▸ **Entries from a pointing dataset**
+ + +
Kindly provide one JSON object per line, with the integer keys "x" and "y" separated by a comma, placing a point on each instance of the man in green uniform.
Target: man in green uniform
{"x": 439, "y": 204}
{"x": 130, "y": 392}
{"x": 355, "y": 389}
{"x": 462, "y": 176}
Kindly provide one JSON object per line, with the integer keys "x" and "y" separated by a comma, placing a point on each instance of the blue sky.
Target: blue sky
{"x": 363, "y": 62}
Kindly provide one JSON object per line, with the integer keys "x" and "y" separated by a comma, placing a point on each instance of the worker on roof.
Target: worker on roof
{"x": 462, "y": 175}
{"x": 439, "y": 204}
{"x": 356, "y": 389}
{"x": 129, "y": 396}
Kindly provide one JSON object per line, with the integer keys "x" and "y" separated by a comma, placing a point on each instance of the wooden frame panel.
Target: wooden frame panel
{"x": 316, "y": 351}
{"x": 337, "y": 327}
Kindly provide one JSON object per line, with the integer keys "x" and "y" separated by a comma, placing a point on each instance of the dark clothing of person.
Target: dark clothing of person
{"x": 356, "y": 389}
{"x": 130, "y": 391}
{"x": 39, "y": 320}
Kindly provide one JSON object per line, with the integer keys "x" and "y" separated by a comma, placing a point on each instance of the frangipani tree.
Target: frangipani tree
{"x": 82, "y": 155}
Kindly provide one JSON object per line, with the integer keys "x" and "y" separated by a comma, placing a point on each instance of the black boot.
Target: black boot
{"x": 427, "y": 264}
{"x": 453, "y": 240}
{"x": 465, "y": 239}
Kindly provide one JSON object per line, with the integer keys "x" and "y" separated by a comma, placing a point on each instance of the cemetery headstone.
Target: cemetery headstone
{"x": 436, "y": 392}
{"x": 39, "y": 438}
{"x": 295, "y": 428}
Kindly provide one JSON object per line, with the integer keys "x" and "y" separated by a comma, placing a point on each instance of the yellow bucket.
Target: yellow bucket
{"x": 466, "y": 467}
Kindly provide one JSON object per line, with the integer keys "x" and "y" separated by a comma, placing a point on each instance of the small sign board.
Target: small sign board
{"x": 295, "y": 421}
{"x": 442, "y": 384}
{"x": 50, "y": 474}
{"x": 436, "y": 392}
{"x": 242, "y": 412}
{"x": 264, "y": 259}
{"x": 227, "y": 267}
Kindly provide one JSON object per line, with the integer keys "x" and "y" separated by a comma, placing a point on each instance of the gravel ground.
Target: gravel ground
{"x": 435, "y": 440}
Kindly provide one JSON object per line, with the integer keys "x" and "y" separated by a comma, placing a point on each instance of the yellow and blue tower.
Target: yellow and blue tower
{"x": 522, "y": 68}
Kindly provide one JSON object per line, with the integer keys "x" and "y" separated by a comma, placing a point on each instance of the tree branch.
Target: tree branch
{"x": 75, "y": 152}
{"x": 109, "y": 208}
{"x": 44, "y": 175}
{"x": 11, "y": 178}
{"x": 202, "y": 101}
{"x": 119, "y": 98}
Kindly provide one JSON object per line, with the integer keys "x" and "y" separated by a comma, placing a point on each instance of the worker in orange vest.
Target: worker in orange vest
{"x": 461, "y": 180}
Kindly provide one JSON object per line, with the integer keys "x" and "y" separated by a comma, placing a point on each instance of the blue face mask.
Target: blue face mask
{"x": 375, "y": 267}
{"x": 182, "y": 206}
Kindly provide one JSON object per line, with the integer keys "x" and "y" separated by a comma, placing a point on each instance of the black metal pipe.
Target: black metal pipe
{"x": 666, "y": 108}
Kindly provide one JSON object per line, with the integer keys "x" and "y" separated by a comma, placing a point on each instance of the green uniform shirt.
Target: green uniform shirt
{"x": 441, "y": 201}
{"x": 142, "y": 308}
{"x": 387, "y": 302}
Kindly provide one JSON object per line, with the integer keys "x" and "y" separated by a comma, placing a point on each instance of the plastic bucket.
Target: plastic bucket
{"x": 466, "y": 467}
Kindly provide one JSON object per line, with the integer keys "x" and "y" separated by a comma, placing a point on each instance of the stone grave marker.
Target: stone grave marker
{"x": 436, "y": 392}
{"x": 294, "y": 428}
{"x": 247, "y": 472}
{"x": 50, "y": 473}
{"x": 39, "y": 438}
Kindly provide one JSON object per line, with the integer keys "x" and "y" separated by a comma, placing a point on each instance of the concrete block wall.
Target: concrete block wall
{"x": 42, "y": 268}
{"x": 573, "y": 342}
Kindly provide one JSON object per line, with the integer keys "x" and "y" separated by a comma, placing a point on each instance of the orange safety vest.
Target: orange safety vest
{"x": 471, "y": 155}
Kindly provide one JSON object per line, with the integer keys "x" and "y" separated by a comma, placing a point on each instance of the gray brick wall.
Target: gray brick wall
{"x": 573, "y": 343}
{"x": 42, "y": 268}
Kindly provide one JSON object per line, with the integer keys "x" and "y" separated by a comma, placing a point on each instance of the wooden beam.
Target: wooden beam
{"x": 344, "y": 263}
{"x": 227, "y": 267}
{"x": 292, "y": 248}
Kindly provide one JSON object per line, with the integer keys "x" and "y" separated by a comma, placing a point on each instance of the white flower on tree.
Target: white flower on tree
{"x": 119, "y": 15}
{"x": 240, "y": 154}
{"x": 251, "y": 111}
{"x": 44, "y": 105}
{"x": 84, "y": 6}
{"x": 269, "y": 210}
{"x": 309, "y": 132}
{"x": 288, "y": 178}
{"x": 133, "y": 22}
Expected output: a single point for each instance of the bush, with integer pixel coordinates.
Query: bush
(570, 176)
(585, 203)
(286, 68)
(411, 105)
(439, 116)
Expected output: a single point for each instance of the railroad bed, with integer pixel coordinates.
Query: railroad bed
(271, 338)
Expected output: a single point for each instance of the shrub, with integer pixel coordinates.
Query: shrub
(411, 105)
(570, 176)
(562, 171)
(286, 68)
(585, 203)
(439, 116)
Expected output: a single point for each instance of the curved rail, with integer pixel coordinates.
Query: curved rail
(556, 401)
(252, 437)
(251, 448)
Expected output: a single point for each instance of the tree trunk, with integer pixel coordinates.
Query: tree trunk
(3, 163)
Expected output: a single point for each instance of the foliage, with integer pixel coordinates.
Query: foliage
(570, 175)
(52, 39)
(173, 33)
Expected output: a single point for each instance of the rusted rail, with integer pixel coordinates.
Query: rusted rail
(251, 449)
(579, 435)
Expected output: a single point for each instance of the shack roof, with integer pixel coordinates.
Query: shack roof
+ + +
▸ **Short problem**
Repeat the entries shown above, every one, word for word.

▸ **Answer to the task**
Kindly provide one JSON object per line, with the integer keys "x" and "y" separated by a comma, placing a point on each instance of the man in green uniform.
Target: man in green uniform
{"x": 439, "y": 204}
{"x": 130, "y": 392}
{"x": 355, "y": 389}
{"x": 462, "y": 176}
Kindly provide one JSON object per line, with the integer keys "x" and "y" separated by a comma, placing a point on each instance of the blue sky.
Target: blue sky
{"x": 363, "y": 62}
Kindly provide one JSON object per line, with the integer keys "x" and "y" separated by a comma, placing a point on each instance of the worker on roof.
Target: worker on roof
{"x": 462, "y": 175}
{"x": 439, "y": 204}
{"x": 356, "y": 389}
{"x": 129, "y": 396}
Kindly provide one JSON object per line, with the integer keys "x" and "y" separated by a comma, placing a point on each instance of the wooden frame panel.
Target: wooden frame panel
{"x": 316, "y": 351}
{"x": 337, "y": 327}
Kindly provide one JSON object per line, with the integer keys "x" and "y" separated by a comma, placing a point on each instance of the dark clothing of person.
Target: dark clothing of person
{"x": 356, "y": 389}
{"x": 130, "y": 391}
{"x": 39, "y": 320}
Kindly provide one JSON object per line, with the integer keys "x" and "y" separated by a comma, placing a point on each instance of the frangipani tree.
Target: frangipani tree
{"x": 82, "y": 155}
Kindly provide one JSON object per line, with the integer keys "x" and "y" separated by a comma, placing a point on each instance of the black boot.
Target: black boot
{"x": 427, "y": 264}
{"x": 453, "y": 240}
{"x": 465, "y": 239}
Kindly provide one JSON object per line, with the integer keys "x" and "y" separated by a comma, placing a point on each instance of the cemetery headstone.
Target: cemetery headstone
{"x": 436, "y": 392}
{"x": 39, "y": 438}
{"x": 295, "y": 428}
Kindly provide one JSON object per line, with the integer keys "x" and "y" separated by a comma, placing a point on each instance of the yellow bucket.
Target: yellow bucket
{"x": 466, "y": 467}
Kindly provide one JSON object per line, with the integer keys "x" and "y" separated by a comma, placing a point on each instance of the small sign board.
Target: small sign board
{"x": 295, "y": 421}
{"x": 442, "y": 384}
{"x": 50, "y": 474}
{"x": 436, "y": 392}
{"x": 242, "y": 412}
{"x": 264, "y": 259}
{"x": 227, "y": 267}
Kindly provide one JSON object per line, with the integer keys "x" and "y" separated by a comma, placing a point on each instance of the gravel ground.
Target: gravel ground
{"x": 435, "y": 440}
Kindly provide one JSON object per line, with the integer keys "x" and "y" separated by a comma, placing a point on each instance of the yellow and blue tower.
Target: yellow and blue tower
{"x": 522, "y": 68}
Kindly provide one JSON object per line, with the integer keys "x" and "y" separated by a comma, placing a point on each instance of the tree branch.
Target: tree branch
{"x": 75, "y": 152}
{"x": 109, "y": 208}
{"x": 44, "y": 175}
{"x": 11, "y": 178}
{"x": 202, "y": 101}
{"x": 119, "y": 98}
Kindly provide one JSON object per line, with the integer keys "x" and "y" separated by a comma, placing a point on each instance of the worker in orange vest.
Target: worker in orange vest
{"x": 461, "y": 180}
Kindly provide one JSON object per line, with the integer keys "x" and "y" separated by a comma, placing a point on each instance of the blue face mask.
Target: blue face mask
{"x": 375, "y": 267}
{"x": 182, "y": 206}
Kindly provide one JSON object per line, with the integer keys "x" and "y" separated by a comma, placing a point on each instance of the black metal pipe.
Target: black metal pipe
{"x": 666, "y": 108}
Kindly provide one JSON object per line, with the integer keys "x" and "y" separated by a comma, placing a point on each instance of the green uniform shirt.
Target: green uniform shirt
{"x": 441, "y": 201}
{"x": 142, "y": 308}
{"x": 387, "y": 302}
Kindly provide one JSON object per line, with the integer keys "x" and "y" separated by a comma, placing a point on each instance of the plastic bucket.
Target: plastic bucket
{"x": 466, "y": 467}
Kindly provide one JSON object per line, with the integer keys "x" and "y" separated by a comma, placing a point on each instance of the stone grave marker.
Target: stone grave marker
{"x": 436, "y": 392}
{"x": 294, "y": 428}
{"x": 247, "y": 472}
{"x": 50, "y": 473}
{"x": 39, "y": 438}
Kindly provide one JSON object per line, with the integer keys "x" and "y" separated by a comma, placing a point on each instance of the concrete block wall.
Target: concrete block wall
{"x": 42, "y": 268}
{"x": 573, "y": 342}
Kindly provide one JSON object per line, with the integer keys "x" and "y" separated by a comma, placing a point on each instance of the orange safety vest.
Target: orange safety vest
{"x": 471, "y": 155}
Kindly provide one JSON object per line, with the integer keys "x" and "y" separated by a comma, placing a point on each instance of the gray brick wall.
Target: gray brick wall
{"x": 573, "y": 343}
{"x": 42, "y": 268}
Kindly provide one JSON object per line, with the integer keys "x" and "y" separated by a comma, placing a point on each instance of the wooden beam.
Target: wooden beam
{"x": 344, "y": 263}
{"x": 227, "y": 267}
{"x": 292, "y": 248}
Kindly provide one JSON object per line, with the integer keys "x" and "y" separated by a comma, placing a point on each instance of the white flower on tree.
Target: white flower on tree
{"x": 119, "y": 15}
{"x": 240, "y": 154}
{"x": 251, "y": 111}
{"x": 44, "y": 105}
{"x": 84, "y": 6}
{"x": 269, "y": 210}
{"x": 309, "y": 132}
{"x": 288, "y": 178}
{"x": 133, "y": 22}
Expected output: a single point for each instance of the bush, with integer pixel coordinates.
Query: bush
(570, 176)
(585, 203)
(286, 68)
(411, 105)
(439, 116)
Expected output: a single point for each instance of the railroad bed, with integer pixel coordinates.
Query: railroad bed
(271, 338)
Expected output: a single point for each instance of the shrub, with integer pixel coordinates.
Query: shrub
(411, 105)
(570, 176)
(562, 171)
(286, 68)
(585, 203)
(439, 116)
Expected output: a single point for each instance of the curved rail, with integer pixel coordinates.
Query: curved rail
(556, 401)
(252, 437)
(251, 448)
Expected output: a single point for each instance of the tree trunk, with integer pixel coordinates.
Query: tree trunk
(3, 163)
Expected output: a single point for each instance of the foliage, with integer pixel coordinates.
Query: foliage
(570, 175)
(52, 39)
(173, 33)
Expected output: a single point for each instance of the rusted rail, with integer pixel coordinates.
Query: rusted rail
(251, 449)
(579, 435)
Expected output: a single point for each instance of the shack roof, with integer pixel coordinates.
Query: shack roof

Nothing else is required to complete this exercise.